■ **STATED PROBLEM**:
Lines before the one containing "target | rider figure on horse" are left out; copy that line and every later line through the end of the data exactly.

■ ■ ■ ■

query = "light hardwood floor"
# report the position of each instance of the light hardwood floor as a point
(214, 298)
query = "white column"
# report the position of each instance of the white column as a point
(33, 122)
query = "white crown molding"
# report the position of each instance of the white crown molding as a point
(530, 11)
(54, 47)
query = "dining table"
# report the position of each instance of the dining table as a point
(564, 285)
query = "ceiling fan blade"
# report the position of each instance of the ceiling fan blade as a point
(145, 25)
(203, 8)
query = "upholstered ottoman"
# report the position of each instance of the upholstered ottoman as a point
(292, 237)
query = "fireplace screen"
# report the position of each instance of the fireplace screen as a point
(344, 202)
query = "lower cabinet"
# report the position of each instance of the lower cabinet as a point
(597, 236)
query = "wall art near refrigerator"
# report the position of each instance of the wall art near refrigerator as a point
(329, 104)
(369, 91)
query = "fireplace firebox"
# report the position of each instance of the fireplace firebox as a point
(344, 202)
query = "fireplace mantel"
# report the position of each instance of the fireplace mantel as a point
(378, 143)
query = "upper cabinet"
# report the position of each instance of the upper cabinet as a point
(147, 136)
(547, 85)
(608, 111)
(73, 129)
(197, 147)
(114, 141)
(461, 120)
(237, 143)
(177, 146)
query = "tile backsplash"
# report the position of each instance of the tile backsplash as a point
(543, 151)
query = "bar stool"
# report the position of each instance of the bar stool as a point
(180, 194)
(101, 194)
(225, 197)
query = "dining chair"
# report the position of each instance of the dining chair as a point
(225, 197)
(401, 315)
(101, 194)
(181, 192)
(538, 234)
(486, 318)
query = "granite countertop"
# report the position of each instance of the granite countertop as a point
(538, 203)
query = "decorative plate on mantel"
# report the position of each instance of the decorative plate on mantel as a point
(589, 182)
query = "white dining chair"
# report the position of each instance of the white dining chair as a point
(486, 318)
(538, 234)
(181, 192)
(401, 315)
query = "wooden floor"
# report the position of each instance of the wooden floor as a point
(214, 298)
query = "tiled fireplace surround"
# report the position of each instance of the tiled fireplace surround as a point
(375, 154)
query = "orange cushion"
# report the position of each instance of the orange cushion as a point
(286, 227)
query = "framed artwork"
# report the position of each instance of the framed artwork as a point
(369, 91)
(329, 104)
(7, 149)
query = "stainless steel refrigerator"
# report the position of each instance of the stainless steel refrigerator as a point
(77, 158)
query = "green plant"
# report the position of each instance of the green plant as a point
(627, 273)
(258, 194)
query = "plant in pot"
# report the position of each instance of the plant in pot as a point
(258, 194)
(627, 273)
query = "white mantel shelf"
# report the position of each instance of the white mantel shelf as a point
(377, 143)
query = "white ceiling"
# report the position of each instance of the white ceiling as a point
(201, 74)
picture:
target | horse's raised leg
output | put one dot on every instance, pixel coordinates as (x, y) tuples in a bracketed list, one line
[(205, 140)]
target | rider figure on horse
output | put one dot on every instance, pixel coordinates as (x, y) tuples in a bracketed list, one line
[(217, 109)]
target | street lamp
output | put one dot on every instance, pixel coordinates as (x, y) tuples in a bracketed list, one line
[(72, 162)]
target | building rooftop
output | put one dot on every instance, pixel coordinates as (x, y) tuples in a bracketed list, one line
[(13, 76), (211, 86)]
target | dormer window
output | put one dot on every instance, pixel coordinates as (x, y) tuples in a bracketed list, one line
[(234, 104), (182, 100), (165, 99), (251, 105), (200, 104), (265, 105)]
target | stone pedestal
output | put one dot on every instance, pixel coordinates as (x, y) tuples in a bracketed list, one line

■ ■ ■ ■

■ **RESULT OF THIS TASK**:
target | rider figure on horse
output | put one dot on every instance, pixel coordinates as (x, y) tuples in a bracketed list, one line
[(217, 109)]
target | street lamp
output | put one dot on every instance, pixel coordinates as (x, y) tuples in a bracketed list, one line
[(72, 162)]
target | building rooftop
output | put one dot on every instance, pixel coordinates as (x, y) tuples in a bracketed list, one line
[(13, 76), (211, 86)]
target | dormer window
output | put one dot on every instance, pixel coordinates as (x, y) tuples in a bracketed list, one line
[(234, 104), (182, 100), (165, 99), (251, 105), (200, 104), (265, 105)]
target | stone pedestal
output | put one dot on every instance, pixel coordinates as (x, y) tuples in a bracketed list, one line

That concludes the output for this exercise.